From the line containing "<point>65,2</point>" to the final line of the material below, copy each line exactly, including both endpoints, and leave out all other lines.

## Provided material
# # # #
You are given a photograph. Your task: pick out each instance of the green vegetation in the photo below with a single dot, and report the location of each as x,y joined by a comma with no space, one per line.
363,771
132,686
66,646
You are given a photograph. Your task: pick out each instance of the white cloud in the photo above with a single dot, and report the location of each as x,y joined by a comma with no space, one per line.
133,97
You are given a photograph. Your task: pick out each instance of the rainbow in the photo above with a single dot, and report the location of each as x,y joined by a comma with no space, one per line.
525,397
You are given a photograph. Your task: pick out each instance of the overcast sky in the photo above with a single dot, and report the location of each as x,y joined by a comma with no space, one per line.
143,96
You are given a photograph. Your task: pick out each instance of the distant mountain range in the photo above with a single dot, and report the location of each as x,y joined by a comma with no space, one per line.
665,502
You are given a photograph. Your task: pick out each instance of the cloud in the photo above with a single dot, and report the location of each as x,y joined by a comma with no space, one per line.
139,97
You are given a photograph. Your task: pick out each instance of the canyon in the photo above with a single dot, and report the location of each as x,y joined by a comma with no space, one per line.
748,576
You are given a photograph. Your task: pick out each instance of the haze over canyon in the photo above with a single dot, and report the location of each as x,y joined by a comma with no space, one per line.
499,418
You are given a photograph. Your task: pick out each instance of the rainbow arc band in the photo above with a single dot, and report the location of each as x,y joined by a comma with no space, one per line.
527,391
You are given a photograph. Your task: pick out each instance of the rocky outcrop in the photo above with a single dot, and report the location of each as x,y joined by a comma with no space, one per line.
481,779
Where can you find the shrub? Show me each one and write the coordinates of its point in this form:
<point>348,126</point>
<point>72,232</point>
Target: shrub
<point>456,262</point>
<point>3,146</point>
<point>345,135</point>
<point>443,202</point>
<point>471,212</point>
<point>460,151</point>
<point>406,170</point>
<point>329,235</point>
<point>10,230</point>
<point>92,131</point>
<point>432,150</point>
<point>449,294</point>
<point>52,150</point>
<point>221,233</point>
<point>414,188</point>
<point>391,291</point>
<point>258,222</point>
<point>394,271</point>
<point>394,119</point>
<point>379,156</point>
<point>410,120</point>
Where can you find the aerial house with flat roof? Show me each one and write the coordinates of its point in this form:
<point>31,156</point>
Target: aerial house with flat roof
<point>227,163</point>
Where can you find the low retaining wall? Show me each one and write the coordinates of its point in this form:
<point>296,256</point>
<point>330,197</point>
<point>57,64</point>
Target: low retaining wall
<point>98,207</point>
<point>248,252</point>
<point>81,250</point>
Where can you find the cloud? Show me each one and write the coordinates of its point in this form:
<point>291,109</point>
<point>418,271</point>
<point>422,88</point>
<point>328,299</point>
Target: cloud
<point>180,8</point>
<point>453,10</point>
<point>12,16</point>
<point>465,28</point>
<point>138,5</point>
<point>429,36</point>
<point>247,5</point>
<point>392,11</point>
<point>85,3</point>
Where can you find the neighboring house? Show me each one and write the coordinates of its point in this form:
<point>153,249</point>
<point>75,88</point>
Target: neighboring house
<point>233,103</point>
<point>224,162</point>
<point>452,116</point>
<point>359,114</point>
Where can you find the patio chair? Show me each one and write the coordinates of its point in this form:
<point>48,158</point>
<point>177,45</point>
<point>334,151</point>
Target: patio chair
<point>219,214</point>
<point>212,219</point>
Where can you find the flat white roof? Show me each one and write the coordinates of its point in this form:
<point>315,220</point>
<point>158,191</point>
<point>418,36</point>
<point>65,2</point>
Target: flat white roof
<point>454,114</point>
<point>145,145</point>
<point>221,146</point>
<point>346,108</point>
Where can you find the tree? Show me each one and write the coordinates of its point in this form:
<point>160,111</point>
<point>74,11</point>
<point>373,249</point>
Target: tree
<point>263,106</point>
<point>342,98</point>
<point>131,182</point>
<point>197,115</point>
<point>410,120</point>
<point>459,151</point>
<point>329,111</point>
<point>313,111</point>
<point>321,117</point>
# # # #
## Result
<point>65,2</point>
Target: flat white roof
<point>454,114</point>
<point>145,145</point>
<point>221,146</point>
<point>346,108</point>
Where can you find the tree? Show me each one and write the coordinates of its point in this form:
<point>160,111</point>
<point>74,11</point>
<point>373,249</point>
Target: tree
<point>263,106</point>
<point>342,98</point>
<point>131,182</point>
<point>197,115</point>
<point>410,120</point>
<point>459,151</point>
<point>329,111</point>
<point>313,111</point>
<point>321,117</point>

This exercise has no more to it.